### Material shown

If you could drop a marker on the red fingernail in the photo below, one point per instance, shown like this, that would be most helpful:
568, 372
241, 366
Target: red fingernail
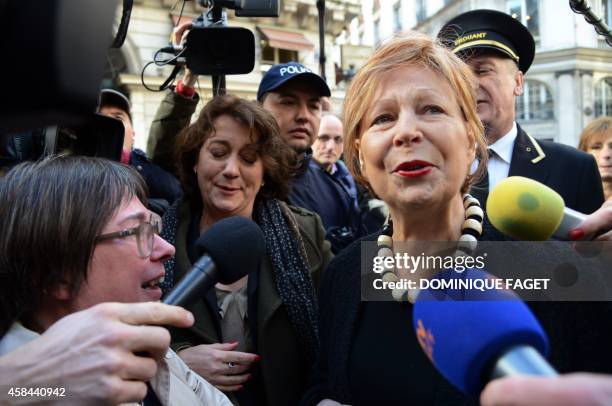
576, 234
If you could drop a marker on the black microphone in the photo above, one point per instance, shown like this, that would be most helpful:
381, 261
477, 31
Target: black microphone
230, 249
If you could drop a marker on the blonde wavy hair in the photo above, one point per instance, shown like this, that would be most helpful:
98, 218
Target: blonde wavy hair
411, 49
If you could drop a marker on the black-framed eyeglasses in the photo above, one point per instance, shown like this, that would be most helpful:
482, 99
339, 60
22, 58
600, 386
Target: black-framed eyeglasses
145, 235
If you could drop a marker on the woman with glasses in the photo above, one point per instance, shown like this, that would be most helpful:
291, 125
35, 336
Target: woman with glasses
76, 233
255, 339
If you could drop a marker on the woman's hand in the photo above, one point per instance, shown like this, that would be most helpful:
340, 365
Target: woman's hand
597, 224
564, 390
220, 365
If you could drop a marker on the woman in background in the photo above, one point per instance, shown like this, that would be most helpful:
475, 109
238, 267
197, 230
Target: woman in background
596, 139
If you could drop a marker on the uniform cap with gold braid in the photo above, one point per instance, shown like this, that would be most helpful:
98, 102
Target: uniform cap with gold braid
490, 29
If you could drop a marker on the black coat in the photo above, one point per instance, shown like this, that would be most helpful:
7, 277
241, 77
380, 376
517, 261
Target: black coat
164, 188
579, 334
570, 172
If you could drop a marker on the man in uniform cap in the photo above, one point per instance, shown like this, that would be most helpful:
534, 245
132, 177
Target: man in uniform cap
293, 94
500, 50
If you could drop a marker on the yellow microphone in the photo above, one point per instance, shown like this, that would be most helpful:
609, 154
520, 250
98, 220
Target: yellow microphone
527, 210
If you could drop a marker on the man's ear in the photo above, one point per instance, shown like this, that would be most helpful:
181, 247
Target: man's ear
61, 292
519, 82
361, 161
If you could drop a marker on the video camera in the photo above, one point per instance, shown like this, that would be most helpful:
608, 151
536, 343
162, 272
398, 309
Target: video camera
213, 48
56, 80
99, 136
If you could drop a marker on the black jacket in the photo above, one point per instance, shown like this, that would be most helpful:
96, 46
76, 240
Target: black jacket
579, 333
570, 172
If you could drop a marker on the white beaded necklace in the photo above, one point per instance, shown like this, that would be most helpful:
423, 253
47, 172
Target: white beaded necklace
468, 241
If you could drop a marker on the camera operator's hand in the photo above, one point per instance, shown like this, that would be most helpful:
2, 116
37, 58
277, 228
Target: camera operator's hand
102, 355
179, 37
597, 224
565, 390
220, 365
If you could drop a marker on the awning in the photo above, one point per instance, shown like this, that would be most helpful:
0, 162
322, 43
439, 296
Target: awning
293, 41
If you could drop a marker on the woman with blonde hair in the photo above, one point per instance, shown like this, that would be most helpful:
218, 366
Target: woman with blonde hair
596, 139
412, 136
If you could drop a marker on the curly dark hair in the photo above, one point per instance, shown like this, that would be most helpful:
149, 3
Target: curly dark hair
277, 156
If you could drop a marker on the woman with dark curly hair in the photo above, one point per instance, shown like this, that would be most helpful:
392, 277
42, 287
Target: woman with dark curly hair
257, 338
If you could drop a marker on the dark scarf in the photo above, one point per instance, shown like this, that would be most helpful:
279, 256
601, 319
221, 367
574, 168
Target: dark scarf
285, 248
291, 275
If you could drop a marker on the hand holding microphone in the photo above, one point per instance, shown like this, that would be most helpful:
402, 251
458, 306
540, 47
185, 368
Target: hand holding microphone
233, 247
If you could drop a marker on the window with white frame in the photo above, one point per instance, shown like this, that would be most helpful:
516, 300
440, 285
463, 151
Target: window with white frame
535, 103
527, 12
603, 97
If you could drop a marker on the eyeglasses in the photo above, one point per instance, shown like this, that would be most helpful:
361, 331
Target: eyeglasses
145, 235
326, 138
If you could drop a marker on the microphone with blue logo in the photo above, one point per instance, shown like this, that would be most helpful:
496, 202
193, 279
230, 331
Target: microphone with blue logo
473, 336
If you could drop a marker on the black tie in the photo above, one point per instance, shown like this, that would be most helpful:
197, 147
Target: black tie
480, 190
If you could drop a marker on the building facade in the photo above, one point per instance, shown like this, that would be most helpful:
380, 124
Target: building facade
294, 35
570, 81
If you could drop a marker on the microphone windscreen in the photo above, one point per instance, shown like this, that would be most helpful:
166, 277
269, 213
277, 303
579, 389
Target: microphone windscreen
464, 332
236, 246
525, 209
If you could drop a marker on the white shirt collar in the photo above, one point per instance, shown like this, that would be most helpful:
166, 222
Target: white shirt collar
504, 146
15, 337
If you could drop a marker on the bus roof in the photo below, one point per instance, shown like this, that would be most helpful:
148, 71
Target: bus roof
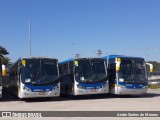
71, 59
120, 56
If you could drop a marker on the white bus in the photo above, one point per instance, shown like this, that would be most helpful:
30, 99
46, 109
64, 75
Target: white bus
35, 77
83, 76
0, 79
127, 75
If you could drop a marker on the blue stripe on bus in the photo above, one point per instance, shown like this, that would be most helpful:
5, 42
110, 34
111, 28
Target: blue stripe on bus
41, 88
133, 86
92, 86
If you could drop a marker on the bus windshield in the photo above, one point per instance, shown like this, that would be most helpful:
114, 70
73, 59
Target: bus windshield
0, 74
90, 71
40, 71
132, 70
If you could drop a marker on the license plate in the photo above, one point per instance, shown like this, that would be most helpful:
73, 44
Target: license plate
93, 90
41, 93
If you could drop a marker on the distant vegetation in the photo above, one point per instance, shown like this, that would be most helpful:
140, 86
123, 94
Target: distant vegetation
4, 52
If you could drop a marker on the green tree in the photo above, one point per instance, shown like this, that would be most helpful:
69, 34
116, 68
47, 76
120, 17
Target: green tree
3, 52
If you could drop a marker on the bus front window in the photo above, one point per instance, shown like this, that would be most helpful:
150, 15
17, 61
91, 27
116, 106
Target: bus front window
139, 71
83, 71
40, 71
125, 72
98, 70
90, 71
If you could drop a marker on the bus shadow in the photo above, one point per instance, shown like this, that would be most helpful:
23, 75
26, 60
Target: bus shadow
147, 95
67, 98
7, 96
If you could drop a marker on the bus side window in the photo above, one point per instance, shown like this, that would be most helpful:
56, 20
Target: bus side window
112, 71
71, 67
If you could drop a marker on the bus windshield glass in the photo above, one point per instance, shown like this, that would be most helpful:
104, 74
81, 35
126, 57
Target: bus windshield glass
0, 74
132, 70
90, 71
40, 71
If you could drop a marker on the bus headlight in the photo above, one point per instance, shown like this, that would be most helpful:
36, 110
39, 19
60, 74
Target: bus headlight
56, 88
79, 86
26, 89
104, 86
122, 86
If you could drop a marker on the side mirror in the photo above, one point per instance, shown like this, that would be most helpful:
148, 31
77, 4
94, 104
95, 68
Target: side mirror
4, 71
118, 62
150, 67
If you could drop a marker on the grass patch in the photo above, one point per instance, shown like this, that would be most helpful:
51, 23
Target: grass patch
155, 86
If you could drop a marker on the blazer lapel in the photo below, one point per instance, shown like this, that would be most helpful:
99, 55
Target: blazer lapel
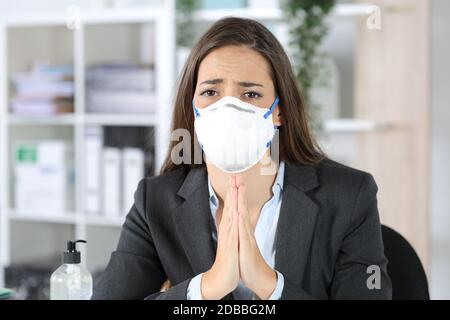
296, 222
193, 221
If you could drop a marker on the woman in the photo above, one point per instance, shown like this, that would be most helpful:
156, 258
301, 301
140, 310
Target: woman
239, 224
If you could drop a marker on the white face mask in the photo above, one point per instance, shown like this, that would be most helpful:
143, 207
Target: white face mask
235, 135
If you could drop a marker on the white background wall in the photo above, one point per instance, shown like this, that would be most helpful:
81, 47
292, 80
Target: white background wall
440, 150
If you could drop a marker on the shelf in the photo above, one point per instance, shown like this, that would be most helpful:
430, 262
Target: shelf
63, 119
353, 126
276, 14
90, 119
66, 218
121, 119
104, 221
99, 16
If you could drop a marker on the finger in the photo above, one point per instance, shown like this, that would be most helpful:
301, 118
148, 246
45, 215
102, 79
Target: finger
242, 205
239, 180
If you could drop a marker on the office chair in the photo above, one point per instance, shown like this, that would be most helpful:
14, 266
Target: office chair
409, 281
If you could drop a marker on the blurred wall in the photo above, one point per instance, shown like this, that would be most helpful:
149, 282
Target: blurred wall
392, 87
440, 150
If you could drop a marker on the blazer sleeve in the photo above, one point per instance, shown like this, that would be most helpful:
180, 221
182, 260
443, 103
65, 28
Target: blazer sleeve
361, 247
361, 260
134, 270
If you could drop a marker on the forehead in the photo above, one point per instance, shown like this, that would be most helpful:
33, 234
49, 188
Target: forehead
235, 63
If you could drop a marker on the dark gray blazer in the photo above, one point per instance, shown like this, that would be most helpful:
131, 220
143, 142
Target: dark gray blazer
328, 234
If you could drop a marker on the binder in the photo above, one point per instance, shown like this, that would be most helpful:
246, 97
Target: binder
133, 172
111, 182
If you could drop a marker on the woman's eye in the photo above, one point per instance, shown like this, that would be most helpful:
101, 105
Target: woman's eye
252, 95
209, 93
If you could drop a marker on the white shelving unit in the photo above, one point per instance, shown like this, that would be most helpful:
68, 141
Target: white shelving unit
163, 20
79, 223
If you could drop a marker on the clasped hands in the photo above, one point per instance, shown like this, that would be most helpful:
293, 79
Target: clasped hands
238, 256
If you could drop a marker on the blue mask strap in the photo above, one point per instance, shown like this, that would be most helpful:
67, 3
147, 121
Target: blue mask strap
274, 104
196, 113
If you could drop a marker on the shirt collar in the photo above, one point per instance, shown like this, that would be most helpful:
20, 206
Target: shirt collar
276, 188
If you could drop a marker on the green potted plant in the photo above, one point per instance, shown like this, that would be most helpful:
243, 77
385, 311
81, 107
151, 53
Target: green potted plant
307, 29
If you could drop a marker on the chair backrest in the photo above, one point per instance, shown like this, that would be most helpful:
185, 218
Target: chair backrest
409, 281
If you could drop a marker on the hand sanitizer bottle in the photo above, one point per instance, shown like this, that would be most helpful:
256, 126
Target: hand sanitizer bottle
71, 281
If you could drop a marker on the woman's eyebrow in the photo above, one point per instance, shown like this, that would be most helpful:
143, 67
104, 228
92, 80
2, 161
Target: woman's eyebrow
247, 84
212, 81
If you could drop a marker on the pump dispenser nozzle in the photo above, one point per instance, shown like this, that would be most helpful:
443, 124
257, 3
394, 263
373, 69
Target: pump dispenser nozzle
72, 256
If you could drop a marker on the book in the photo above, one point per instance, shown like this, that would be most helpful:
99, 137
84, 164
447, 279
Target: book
132, 173
93, 152
40, 177
111, 200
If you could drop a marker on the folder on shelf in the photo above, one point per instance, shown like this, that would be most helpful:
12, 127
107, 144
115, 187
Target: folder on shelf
133, 172
5, 294
93, 152
40, 176
111, 182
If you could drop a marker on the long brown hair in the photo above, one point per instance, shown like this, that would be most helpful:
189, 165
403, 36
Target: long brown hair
296, 142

######

__Problem description__
Give back exactly the lines from the one containing "If you could drop a marker on the book" to the end of the material, both ends included.

__Exercise response__
If you could drop a marker on the book in the photo above, one point per instance, shown like this, that would be most helpful:
99, 137
84, 164
447, 279
Target: book
132, 173
93, 152
40, 177
111, 200
If you could drop a marker on the folder on shelf in the photo above, one point per instance, shown like this, that would be most helpful:
12, 127
107, 144
115, 187
Target: folder on shelf
133, 172
5, 294
93, 152
40, 176
111, 182
If you could drop a marker on the long brown hair in the photo above, one point per instance, shown like this, that would be most helpful:
189, 165
403, 36
Target: long brown hair
296, 142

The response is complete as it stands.